**DOCUMENT EXCERPT**
START
Aussie star retains title

Published April 8, 2006

SHANGHAI, April 7: Australian sprint star Libby Lenton snared her first individual title of the ongoing World Short-Course Swimming Championships with an assured victory in the 100m freestyle on Friday.

The defending champion pulled away in the final 25 metres to win by a second from Dutch swimmer Magdalena Veldhuis in 52.33 sec, nearly two seconds off her own world record. Lenton, who anchored Australia to an astonishing victory in the 4x200m freestyle, remains on course to become only the sixth athlete to win six titles at a single world or Olympic swimming competition.

Park's 3:40.43 sec lowered by nearly a second the Asian mark set by China's Zhang Lin, who placed fourth here.

The United States received a double boost with Margaret Hoelzer winning the 200m backstroke and Kate Ziegler taking the 400m freestyle.

The American team, missing top stars Michael Phelps and Aaron Piersol, had only one gold medal before Friday's races.

“Hopefully it's going to be motivation and get everybody fired up,” Hoelzer said.
END
**GIVEN MATERIAL**
START
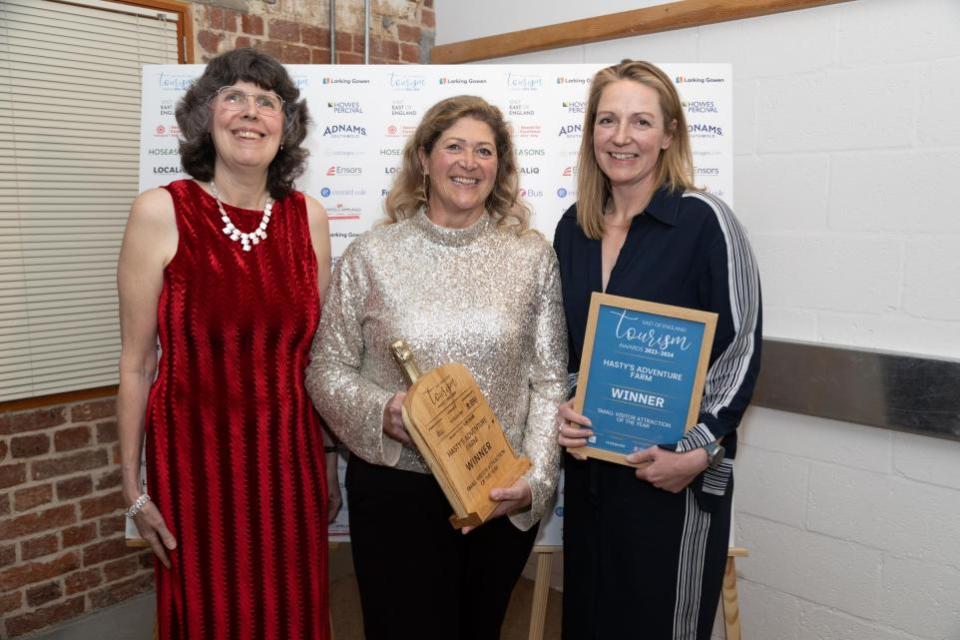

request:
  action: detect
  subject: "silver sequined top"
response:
END
**TASK SET**
- A) From the swimming championships report, quote the passage that opens with the words containing "Aussie star retains" and closes with "freestyle on Friday.".
- B) Answer these questions using the swimming championships report.
(i) What was Libby Lenton's winning time in the 100m freestyle?
(ii) Which swimmer won the 200m backstroke for the United States?
(iii) Which two top stars was the American team missing?

**TASK RESPONSES**
- A)
Aussie star retains title

Published April 8, 2006

SHANGHAI, April 7: Australian sprint star Libby Lenton snared her first individual title of the ongoing World Short-Course Swimming Championships with an assured victory in the 100m freestyle on Friday.

- B)
(i) 52.33 sec
(ii) Margaret Hoelzer
(iii) Michael Phelps and Aaron Piersol